Please find every line below that contains the string "blonde", matching case exactly, and copy each such line.

» Examples of mask labeling:
╔══
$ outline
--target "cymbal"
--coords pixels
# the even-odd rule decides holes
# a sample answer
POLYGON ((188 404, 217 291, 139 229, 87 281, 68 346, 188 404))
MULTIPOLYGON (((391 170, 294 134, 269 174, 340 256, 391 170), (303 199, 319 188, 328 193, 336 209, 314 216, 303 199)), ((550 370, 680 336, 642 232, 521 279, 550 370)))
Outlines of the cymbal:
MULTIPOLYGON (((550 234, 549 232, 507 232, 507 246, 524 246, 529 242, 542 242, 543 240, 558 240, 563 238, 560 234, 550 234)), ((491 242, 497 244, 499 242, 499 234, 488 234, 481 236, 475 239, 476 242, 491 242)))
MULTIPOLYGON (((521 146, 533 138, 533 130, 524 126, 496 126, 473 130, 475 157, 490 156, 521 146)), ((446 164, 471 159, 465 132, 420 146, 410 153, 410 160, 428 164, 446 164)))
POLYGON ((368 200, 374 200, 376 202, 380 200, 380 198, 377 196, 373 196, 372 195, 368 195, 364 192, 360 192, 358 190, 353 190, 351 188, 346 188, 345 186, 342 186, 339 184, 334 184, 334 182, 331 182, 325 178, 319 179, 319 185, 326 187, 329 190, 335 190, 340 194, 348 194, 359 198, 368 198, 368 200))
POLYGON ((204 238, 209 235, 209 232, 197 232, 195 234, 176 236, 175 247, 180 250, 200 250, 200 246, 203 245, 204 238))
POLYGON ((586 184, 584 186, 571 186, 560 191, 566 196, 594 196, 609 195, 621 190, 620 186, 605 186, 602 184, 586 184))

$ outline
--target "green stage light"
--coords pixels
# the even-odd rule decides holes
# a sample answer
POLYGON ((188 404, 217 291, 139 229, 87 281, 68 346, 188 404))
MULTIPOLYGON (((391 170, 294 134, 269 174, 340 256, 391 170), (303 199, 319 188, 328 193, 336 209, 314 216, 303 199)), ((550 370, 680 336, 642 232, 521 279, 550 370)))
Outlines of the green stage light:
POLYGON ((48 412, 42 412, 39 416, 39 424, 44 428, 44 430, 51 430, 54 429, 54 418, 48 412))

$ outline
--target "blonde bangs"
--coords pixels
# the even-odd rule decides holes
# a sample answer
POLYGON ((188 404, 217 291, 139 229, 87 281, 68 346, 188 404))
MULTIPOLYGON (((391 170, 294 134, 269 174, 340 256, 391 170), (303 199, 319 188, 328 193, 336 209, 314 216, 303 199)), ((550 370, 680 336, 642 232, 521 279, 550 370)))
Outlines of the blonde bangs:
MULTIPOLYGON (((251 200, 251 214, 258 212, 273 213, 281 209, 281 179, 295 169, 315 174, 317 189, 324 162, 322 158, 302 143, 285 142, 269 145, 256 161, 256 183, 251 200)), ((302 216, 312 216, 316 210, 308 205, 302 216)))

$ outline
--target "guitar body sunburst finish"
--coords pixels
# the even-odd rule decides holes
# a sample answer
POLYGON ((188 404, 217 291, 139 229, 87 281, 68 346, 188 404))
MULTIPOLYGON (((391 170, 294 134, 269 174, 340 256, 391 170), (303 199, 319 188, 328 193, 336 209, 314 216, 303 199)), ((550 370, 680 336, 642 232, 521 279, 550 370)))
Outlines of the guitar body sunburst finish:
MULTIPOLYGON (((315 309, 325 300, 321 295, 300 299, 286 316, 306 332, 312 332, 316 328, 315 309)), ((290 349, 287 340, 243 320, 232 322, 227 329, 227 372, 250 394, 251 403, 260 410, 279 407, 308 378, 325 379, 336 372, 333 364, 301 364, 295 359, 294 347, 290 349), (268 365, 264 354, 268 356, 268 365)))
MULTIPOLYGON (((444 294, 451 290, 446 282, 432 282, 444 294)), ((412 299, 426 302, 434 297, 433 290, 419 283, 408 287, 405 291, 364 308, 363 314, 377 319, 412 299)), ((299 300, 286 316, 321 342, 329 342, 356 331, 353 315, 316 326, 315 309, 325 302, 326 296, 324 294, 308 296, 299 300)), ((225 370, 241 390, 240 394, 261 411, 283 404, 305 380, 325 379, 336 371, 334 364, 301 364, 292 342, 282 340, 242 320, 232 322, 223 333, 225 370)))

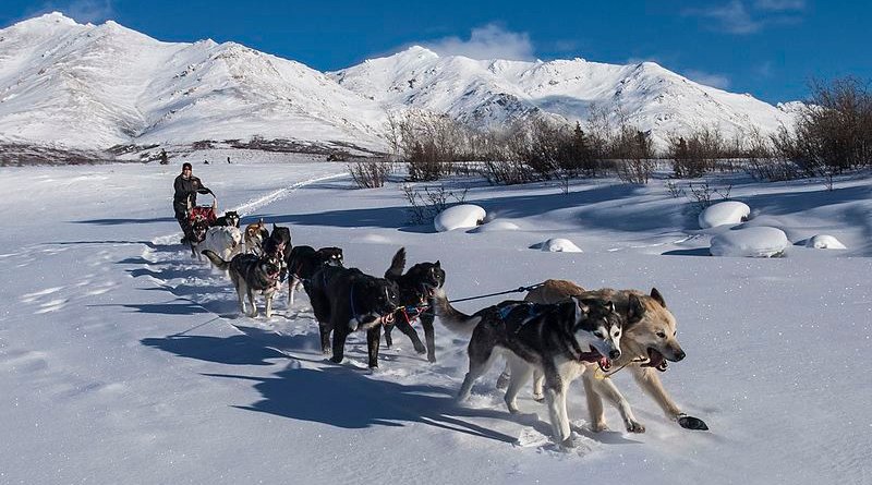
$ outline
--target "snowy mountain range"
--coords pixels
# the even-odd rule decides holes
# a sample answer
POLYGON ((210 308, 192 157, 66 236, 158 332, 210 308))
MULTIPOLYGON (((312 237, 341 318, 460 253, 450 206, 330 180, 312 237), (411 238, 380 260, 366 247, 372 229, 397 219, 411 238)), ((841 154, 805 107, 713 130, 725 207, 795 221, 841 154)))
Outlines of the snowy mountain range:
POLYGON ((791 119, 652 62, 482 61, 412 47, 322 73, 235 43, 162 43, 57 12, 0 31, 7 146, 119 150, 254 138, 377 151, 389 111, 426 109, 493 126, 531 116, 583 121, 593 106, 657 141, 702 126, 766 133, 791 119))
╚══
» FULL RESPONSE:
--target "blonde bangs"
Outlines of the blonde bangs:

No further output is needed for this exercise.